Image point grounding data

◆ ◆ ◆ ◆ ◆ ◆ ◆

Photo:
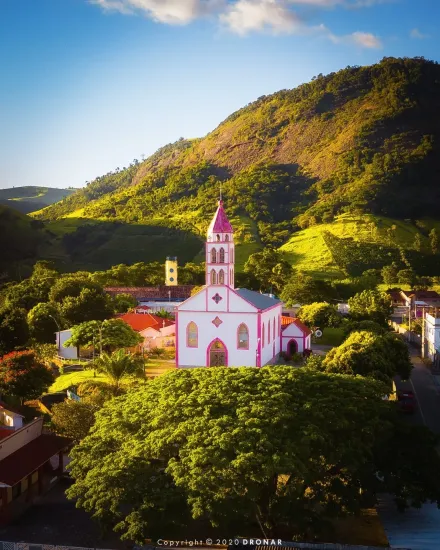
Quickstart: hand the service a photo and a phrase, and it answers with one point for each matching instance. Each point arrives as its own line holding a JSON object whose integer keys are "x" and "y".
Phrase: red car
{"x": 407, "y": 401}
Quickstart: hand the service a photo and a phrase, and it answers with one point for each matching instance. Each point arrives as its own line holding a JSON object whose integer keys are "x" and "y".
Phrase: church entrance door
{"x": 217, "y": 354}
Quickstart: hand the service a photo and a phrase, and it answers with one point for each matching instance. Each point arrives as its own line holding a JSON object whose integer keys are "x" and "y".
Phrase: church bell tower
{"x": 220, "y": 250}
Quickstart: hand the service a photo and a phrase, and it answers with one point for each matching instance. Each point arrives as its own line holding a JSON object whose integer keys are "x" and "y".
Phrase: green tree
{"x": 269, "y": 268}
{"x": 14, "y": 330}
{"x": 233, "y": 455}
{"x": 389, "y": 274}
{"x": 110, "y": 335}
{"x": 42, "y": 320}
{"x": 369, "y": 354}
{"x": 119, "y": 365}
{"x": 370, "y": 305}
{"x": 124, "y": 302}
{"x": 407, "y": 277}
{"x": 74, "y": 419}
{"x": 434, "y": 240}
{"x": 23, "y": 376}
{"x": 303, "y": 289}
{"x": 319, "y": 314}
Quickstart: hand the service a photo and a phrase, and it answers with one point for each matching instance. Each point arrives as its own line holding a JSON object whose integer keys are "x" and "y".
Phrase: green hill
{"x": 364, "y": 141}
{"x": 30, "y": 199}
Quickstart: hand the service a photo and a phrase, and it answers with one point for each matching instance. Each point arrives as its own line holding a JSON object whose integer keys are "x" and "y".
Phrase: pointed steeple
{"x": 220, "y": 222}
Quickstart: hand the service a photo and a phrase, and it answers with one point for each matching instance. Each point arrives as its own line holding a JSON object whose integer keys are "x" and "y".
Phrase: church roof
{"x": 220, "y": 222}
{"x": 260, "y": 301}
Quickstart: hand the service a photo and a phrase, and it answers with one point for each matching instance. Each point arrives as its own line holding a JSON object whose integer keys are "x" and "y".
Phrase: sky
{"x": 89, "y": 85}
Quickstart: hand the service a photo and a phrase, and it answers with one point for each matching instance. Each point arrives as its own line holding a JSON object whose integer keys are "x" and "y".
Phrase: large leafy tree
{"x": 369, "y": 354}
{"x": 269, "y": 268}
{"x": 370, "y": 305}
{"x": 23, "y": 376}
{"x": 110, "y": 335}
{"x": 273, "y": 448}
{"x": 303, "y": 289}
{"x": 42, "y": 320}
{"x": 319, "y": 314}
{"x": 14, "y": 330}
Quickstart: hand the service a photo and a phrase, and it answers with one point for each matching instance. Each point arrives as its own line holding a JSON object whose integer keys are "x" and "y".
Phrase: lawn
{"x": 330, "y": 337}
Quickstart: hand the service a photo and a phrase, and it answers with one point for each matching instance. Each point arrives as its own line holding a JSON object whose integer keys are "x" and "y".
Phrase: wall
{"x": 20, "y": 438}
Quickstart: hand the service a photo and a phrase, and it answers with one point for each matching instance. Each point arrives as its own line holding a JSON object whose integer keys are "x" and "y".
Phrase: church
{"x": 222, "y": 325}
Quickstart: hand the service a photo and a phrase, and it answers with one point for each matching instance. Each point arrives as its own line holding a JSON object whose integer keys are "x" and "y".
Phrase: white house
{"x": 67, "y": 353}
{"x": 10, "y": 417}
{"x": 222, "y": 325}
{"x": 295, "y": 336}
{"x": 432, "y": 335}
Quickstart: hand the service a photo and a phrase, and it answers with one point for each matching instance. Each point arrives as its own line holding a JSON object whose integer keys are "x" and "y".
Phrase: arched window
{"x": 243, "y": 337}
{"x": 192, "y": 335}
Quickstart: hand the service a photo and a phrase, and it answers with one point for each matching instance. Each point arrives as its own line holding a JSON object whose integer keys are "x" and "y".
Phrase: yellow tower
{"x": 171, "y": 271}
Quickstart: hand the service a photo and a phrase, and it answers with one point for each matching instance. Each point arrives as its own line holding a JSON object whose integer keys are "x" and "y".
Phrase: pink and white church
{"x": 222, "y": 325}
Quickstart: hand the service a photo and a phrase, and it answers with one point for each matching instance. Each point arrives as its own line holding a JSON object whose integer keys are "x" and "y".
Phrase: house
{"x": 71, "y": 352}
{"x": 432, "y": 337}
{"x": 10, "y": 417}
{"x": 295, "y": 336}
{"x": 222, "y": 325}
{"x": 156, "y": 331}
{"x": 30, "y": 462}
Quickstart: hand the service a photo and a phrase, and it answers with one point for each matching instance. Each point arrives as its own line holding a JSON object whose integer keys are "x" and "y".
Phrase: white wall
{"x": 207, "y": 332}
{"x": 19, "y": 438}
{"x": 67, "y": 353}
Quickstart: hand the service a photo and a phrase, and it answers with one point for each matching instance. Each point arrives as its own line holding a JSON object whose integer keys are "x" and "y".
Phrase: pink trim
{"x": 259, "y": 340}
{"x": 238, "y": 337}
{"x": 177, "y": 339}
{"x": 208, "y": 349}
{"x": 187, "y": 335}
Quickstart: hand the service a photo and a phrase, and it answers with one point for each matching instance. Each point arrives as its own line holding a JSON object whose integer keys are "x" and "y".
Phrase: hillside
{"x": 362, "y": 142}
{"x": 29, "y": 199}
{"x": 20, "y": 242}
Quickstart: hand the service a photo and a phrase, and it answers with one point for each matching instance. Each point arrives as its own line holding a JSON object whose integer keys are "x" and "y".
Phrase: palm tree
{"x": 119, "y": 365}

◆ ◆ ◆ ◆ ◆ ◆ ◆

• **TASK REQUIREMENTS**
Leaving the images behind, set down every entry word for word.

• **ANSWER**
Photo:
Quickstart: hand the service a photo and a phrase, and it answers with one point for each matching instance. Each point arrives as its own line holding a JSON object whose integer keys are "x" and "y".
Phrase: red car
{"x": 407, "y": 401}
Quickstart: hand the service a photo and a phrase, and it answers with one point for each matching instance. Each point arrives as its own line holding a JSON object whose integer keys are "x" and "y".
Phrase: church entrance door
{"x": 217, "y": 354}
Quickstart: hand the service a photo and a phrase, and it answers with one point for each matching instance. Each point arrives as its own line holding a JSON object whose integer keys are "x" and "y".
Phrase: church bell tower
{"x": 220, "y": 250}
Quickstart: hand the service a photo and a phrase, and it answers with one point for each matching instance. Each point arrives as its own line holding a JSON object whose integer keys are "x" and "y".
Phrase: green tree
{"x": 269, "y": 268}
{"x": 14, "y": 330}
{"x": 233, "y": 455}
{"x": 389, "y": 274}
{"x": 110, "y": 335}
{"x": 42, "y": 320}
{"x": 369, "y": 354}
{"x": 119, "y": 365}
{"x": 370, "y": 305}
{"x": 124, "y": 302}
{"x": 407, "y": 277}
{"x": 74, "y": 419}
{"x": 434, "y": 240}
{"x": 23, "y": 376}
{"x": 303, "y": 289}
{"x": 319, "y": 314}
Quickstart: hand the service a photo and a phrase, and it answers with one point for each matching instance. Each point arrives as its own line holding a JSON object whose integer keys are "x" and "y".
Phrase: green hill
{"x": 364, "y": 141}
{"x": 30, "y": 199}
Quickstart: hand the service a photo and a phrase, and it answers with one point for each matching instance. Each point arrives as its own line holding a JSON object whose integer keys are "x" and "y".
Phrase: pointed steeple
{"x": 220, "y": 222}
Quickstart: hand the service a photo and a phrase, and it answers with one point for each matching instance. Each point arrives as its own line holding a JSON object whose integer keys are "x" and "y".
Phrase: church roof
{"x": 220, "y": 222}
{"x": 260, "y": 301}
Quickstart: hand the service a photo and a phrase, and it answers with one point for each matching instance. Each point arrives as its own line holding a JSON object whose integer keys are "x" and "y".
Phrase: sky
{"x": 89, "y": 85}
Quickstart: hand the service a photo and a phrase, and it answers with one point for each matching instance. Each point arrives as its own line holding a JSON object whose integer keys are "x" and "y".
Phrase: large leafy tree
{"x": 369, "y": 354}
{"x": 269, "y": 268}
{"x": 370, "y": 305}
{"x": 23, "y": 376}
{"x": 110, "y": 335}
{"x": 273, "y": 448}
{"x": 303, "y": 289}
{"x": 42, "y": 320}
{"x": 319, "y": 314}
{"x": 14, "y": 330}
Quickstart: hand the service a photo and a phrase, and it answers with one point for each matching instance. Each point arrives as its own line holding a JSON object whose integer keys are "x" and "y".
Phrase: lawn
{"x": 330, "y": 337}
Quickstart: hand the service a photo and a phrase, and it answers with one point for each matching instance. Each point arrives as its own line holding a JSON object whose integer keys are "x" and "y".
Phrase: wall
{"x": 20, "y": 438}
Quickstart: hand the service a photo and a phrase, and it answers with one point for each matching instance. Each point arrives as its own line holding a JSON object whose integer keys are "x" and "y".
Phrase: church
{"x": 222, "y": 325}
Quickstart: hand the service a photo and a phrase, and it answers with one point for each matching instance. Each point arrives as its own line holding a JSON object whose integer keys are "x" and "y".
Phrase: white house
{"x": 67, "y": 353}
{"x": 10, "y": 417}
{"x": 222, "y": 325}
{"x": 295, "y": 336}
{"x": 432, "y": 335}
Quickstart: hand the service a photo and a phrase, and it answers with one point for each matching instance. Each point arrives as its own line holding a JSON object whose integer keys are "x" and "y".
Phrase: arched window
{"x": 243, "y": 337}
{"x": 192, "y": 335}
Quickstart: hand the service a photo and a phrase, and it answers with one point for each matching instance. Each point arrives as its own line holding a JSON object whose integer keys are "x" and "y".
Phrase: yellow tower
{"x": 171, "y": 271}
Quickstart: hand the service a photo and a phrase, and it answers with one point for each matching instance. Each point arrives as its own line holding a JSON object whose integer keys are "x" and "y".
Phrase: pink and white church
{"x": 222, "y": 325}
Quickstart: hand the service a photo and a phrase, and it answers with one point for each matching instance. Each point arrives as its own line holding a JSON object whose integer keys are "x" and "y".
Phrase: house
{"x": 71, "y": 352}
{"x": 432, "y": 337}
{"x": 10, "y": 417}
{"x": 295, "y": 336}
{"x": 222, "y": 325}
{"x": 156, "y": 331}
{"x": 30, "y": 462}
Quickstart: hand the service a photo and a phrase, and it answers with one point for each matching instance. Each point arrives as its own line holding a JSON object whose integer keys are "x" and "y".
Phrase: white wall
{"x": 207, "y": 332}
{"x": 19, "y": 438}
{"x": 67, "y": 353}
Quickstart: hand the service a photo and a phrase, and it answers with one point for each matching instance. Each point arrives as its own line holding a JSON object whose integer keys are "x" and "y".
Phrase: pink trim
{"x": 259, "y": 340}
{"x": 238, "y": 337}
{"x": 177, "y": 339}
{"x": 208, "y": 349}
{"x": 187, "y": 335}
Quickstart: hand the service a photo and a phrase, and it answers with one point for each matching instance. Each point arrives as its own line holding a JSON object whose integer keys are "x" and "y".
Phrase: hillside
{"x": 362, "y": 142}
{"x": 29, "y": 199}
{"x": 20, "y": 242}
Quickstart: hand the service a photo and a phrase, and it answers with one point for each matching instance. Each point arrives as its own line holding a JSON object whose integer keys are "x" and "y".
Phrase: palm tree
{"x": 119, "y": 365}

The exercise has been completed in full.